───── DATASET
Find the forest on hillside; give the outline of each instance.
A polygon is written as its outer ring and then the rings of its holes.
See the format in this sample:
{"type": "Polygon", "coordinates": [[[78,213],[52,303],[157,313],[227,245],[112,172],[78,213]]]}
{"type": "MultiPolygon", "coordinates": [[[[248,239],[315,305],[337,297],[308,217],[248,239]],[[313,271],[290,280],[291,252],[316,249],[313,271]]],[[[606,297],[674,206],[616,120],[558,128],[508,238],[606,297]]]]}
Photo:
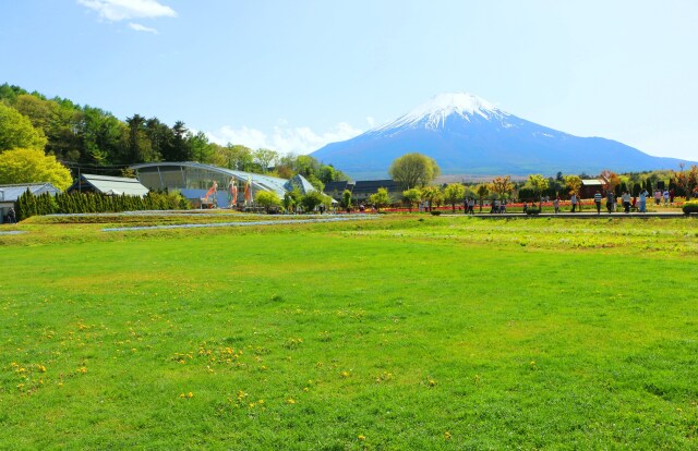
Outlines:
{"type": "MultiPolygon", "coordinates": [[[[141,114],[120,120],[100,108],[80,106],[69,99],[29,93],[19,86],[0,85],[0,107],[25,118],[36,134],[31,146],[71,169],[120,175],[130,164],[151,161],[197,161],[221,168],[267,173],[290,179],[300,173],[314,185],[347,180],[332,166],[304,155],[281,156],[272,149],[251,149],[229,143],[212,143],[203,132],[194,133],[183,121],[173,125],[141,114]]],[[[0,124],[0,153],[8,150],[20,124],[0,124]]],[[[26,132],[26,131],[21,131],[26,132]]],[[[127,171],[128,172],[128,171],[127,171]]]]}

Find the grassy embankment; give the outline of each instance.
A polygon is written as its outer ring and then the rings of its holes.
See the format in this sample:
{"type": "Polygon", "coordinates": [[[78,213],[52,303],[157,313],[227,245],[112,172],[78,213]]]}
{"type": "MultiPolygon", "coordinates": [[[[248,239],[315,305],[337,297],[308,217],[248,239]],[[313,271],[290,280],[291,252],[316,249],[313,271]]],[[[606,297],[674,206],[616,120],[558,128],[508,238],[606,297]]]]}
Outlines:
{"type": "Polygon", "coordinates": [[[0,448],[696,449],[695,219],[0,236],[0,448]]]}

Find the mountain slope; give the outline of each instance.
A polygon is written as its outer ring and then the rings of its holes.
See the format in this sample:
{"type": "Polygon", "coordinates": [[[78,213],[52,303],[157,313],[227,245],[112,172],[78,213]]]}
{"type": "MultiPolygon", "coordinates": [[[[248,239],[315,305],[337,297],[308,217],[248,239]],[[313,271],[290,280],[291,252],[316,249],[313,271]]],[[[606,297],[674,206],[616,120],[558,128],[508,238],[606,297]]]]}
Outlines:
{"type": "Polygon", "coordinates": [[[683,160],[652,157],[622,143],[578,137],[517,118],[469,94],[443,94],[394,122],[311,156],[357,179],[387,175],[393,160],[419,151],[444,174],[599,173],[675,169],[683,160]]]}

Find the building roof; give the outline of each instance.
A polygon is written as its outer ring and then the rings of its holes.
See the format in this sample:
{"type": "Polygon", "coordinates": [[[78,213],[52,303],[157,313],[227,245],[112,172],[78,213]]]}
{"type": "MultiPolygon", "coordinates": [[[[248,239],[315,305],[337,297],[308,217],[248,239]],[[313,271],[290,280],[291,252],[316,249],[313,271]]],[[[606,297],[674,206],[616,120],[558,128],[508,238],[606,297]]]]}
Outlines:
{"type": "MultiPolygon", "coordinates": [[[[284,197],[286,193],[286,188],[284,185],[288,182],[287,179],[279,179],[276,176],[269,176],[264,174],[256,174],[252,172],[237,171],[234,169],[226,169],[219,168],[213,164],[204,164],[195,161],[160,161],[160,162],[147,162],[147,163],[139,163],[131,166],[131,169],[134,169],[137,173],[141,169],[145,168],[157,168],[157,167],[186,167],[186,168],[196,168],[206,171],[213,171],[226,176],[230,176],[236,179],[239,182],[246,182],[248,180],[252,180],[252,190],[254,192],[258,190],[263,191],[273,191],[278,194],[280,197],[284,197]]],[[[305,180],[305,179],[303,179],[305,180]]],[[[305,181],[309,183],[308,181],[305,181]]],[[[220,188],[225,188],[221,186],[220,188]]]]}
{"type": "Polygon", "coordinates": [[[308,194],[311,191],[315,191],[315,187],[301,174],[296,174],[291,180],[284,184],[286,191],[293,191],[297,188],[301,194],[308,194]]]}
{"type": "Polygon", "coordinates": [[[68,191],[88,190],[89,187],[98,193],[117,196],[122,194],[129,196],[145,196],[148,194],[148,188],[143,186],[137,179],[95,174],[81,174],[80,179],[76,180],[68,191]]]}
{"type": "Polygon", "coordinates": [[[345,190],[353,190],[353,182],[340,181],[340,182],[327,182],[325,185],[325,193],[344,192],[345,190]]]}
{"type": "Polygon", "coordinates": [[[16,202],[27,190],[35,196],[49,193],[55,195],[61,191],[50,183],[26,183],[17,185],[0,185],[0,202],[16,202]]]}
{"type": "Polygon", "coordinates": [[[384,187],[388,190],[388,193],[397,193],[398,184],[395,180],[363,180],[357,181],[353,185],[352,194],[364,194],[370,193],[373,194],[378,191],[380,187],[384,187]]]}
──────────
* **WRITTEN EXERCISE**
Your task is to repeat the data above exactly while excluding the pictures.

* **SOLUTION FOR THIS TASK**
Find the forest on hillside; give the outline of each instance.
A polygon is written as its outer ring and then the rings of its holes.
See the format in this sample:
{"type": "Polygon", "coordinates": [[[78,213],[52,303],[157,313],[227,245],[112,172],[78,213]]]}
{"type": "MultiPolygon", "coordinates": [[[[248,239],[315,305],[337,297],[308,217],[248,239]],[[313,271],[290,280],[291,252],[316,249],[313,271]]],[[[606,297],[674,206],[616,120],[558,128],[508,238],[606,297]]]]}
Photo:
Outlines:
{"type": "MultiPolygon", "coordinates": [[[[141,114],[120,120],[100,108],[80,106],[69,99],[29,93],[19,86],[0,85],[0,107],[25,118],[36,134],[31,146],[71,169],[120,175],[130,164],[151,161],[197,161],[221,168],[267,173],[290,179],[300,173],[314,185],[347,180],[332,166],[304,155],[281,156],[272,149],[251,149],[229,143],[212,143],[203,132],[194,133],[183,121],[173,125],[141,114]]],[[[0,124],[0,153],[8,150],[20,124],[0,124]]],[[[26,132],[26,131],[21,131],[26,132]]],[[[127,171],[128,172],[128,171],[127,171]]]]}

Find the grassy embankment; give the outline of each instance.
A polygon is written as its outer ring and then the rings of its holes.
See the format in this sample:
{"type": "Polygon", "coordinates": [[[78,213],[52,303],[157,313],[227,245],[112,172],[78,213]]]}
{"type": "MultiPolygon", "coordinates": [[[[248,239],[315,305],[337,297],[308,217],[248,239]],[[313,271],[290,280],[291,252],[316,249],[313,271]]],[[[606,297],[674,206],[616,120],[558,128],[508,238],[606,297]]]]}
Outlines:
{"type": "Polygon", "coordinates": [[[0,448],[696,449],[695,219],[0,236],[0,448]]]}

Find the mountain slope; give the outline of each instance.
A polygon is written as its outer ring and then the rings of its holes.
See the format in this sample:
{"type": "Polygon", "coordinates": [[[78,213],[52,303],[157,313],[227,245],[112,172],[78,213]]]}
{"type": "MultiPolygon", "coordinates": [[[[248,239],[315,305],[337,297],[308,217],[248,239]],[[313,271],[290,280],[291,252],[316,249],[313,271]]],[[[606,297],[674,206],[616,120],[558,128],[508,238],[606,297]]]]}
Outlines:
{"type": "Polygon", "coordinates": [[[683,160],[652,157],[622,143],[578,137],[517,118],[469,94],[443,94],[394,122],[311,156],[357,179],[387,175],[393,160],[419,151],[444,174],[599,173],[675,169],[683,160]]]}

Find the building roof; give the outline of each instance.
A polygon is written as its outer ring and then the rings of its holes.
See the format in this sample:
{"type": "Polygon", "coordinates": [[[78,213],[52,303],[157,313],[227,245],[112,172],[78,213]]]}
{"type": "MultiPolygon", "coordinates": [[[[248,239],[315,305],[337,297],[308,217],[248,239]],[[313,271],[290,280],[291,252],[316,249],[313,271]]],[[[606,297],[674,206],[616,120],[558,128],[508,238],[606,297]]]]}
Outlines:
{"type": "MultiPolygon", "coordinates": [[[[284,197],[286,193],[286,188],[284,185],[288,182],[287,179],[279,179],[276,176],[269,176],[264,174],[256,174],[252,172],[237,171],[234,169],[226,169],[219,168],[213,164],[204,164],[195,161],[160,161],[160,162],[147,162],[147,163],[139,163],[131,166],[131,169],[134,169],[137,173],[141,169],[145,168],[157,168],[157,167],[186,167],[186,168],[196,168],[206,171],[213,171],[226,176],[230,176],[236,179],[239,182],[246,182],[248,180],[252,180],[252,190],[254,192],[258,190],[263,191],[273,191],[278,194],[280,197],[284,197]]],[[[305,180],[305,179],[303,179],[305,180]]],[[[305,181],[309,183],[308,181],[305,181]]],[[[220,188],[225,188],[221,186],[220,188]]]]}
{"type": "Polygon", "coordinates": [[[308,194],[311,191],[315,191],[315,187],[301,174],[296,174],[291,180],[284,184],[286,191],[293,191],[297,188],[301,194],[308,194]]]}
{"type": "Polygon", "coordinates": [[[68,191],[88,190],[89,187],[98,193],[117,196],[122,194],[129,196],[145,196],[148,194],[148,188],[143,186],[137,179],[95,174],[81,174],[80,179],[76,180],[68,191]]]}
{"type": "Polygon", "coordinates": [[[345,190],[353,190],[353,182],[340,181],[340,182],[327,182],[325,185],[325,193],[344,192],[345,190]]]}
{"type": "Polygon", "coordinates": [[[16,202],[27,190],[35,196],[49,193],[55,195],[61,191],[50,183],[26,183],[17,185],[0,185],[0,202],[16,202]]]}
{"type": "Polygon", "coordinates": [[[384,187],[388,190],[388,193],[397,193],[398,184],[395,180],[363,180],[357,181],[353,185],[352,194],[364,194],[370,193],[373,194],[378,191],[380,187],[384,187]]]}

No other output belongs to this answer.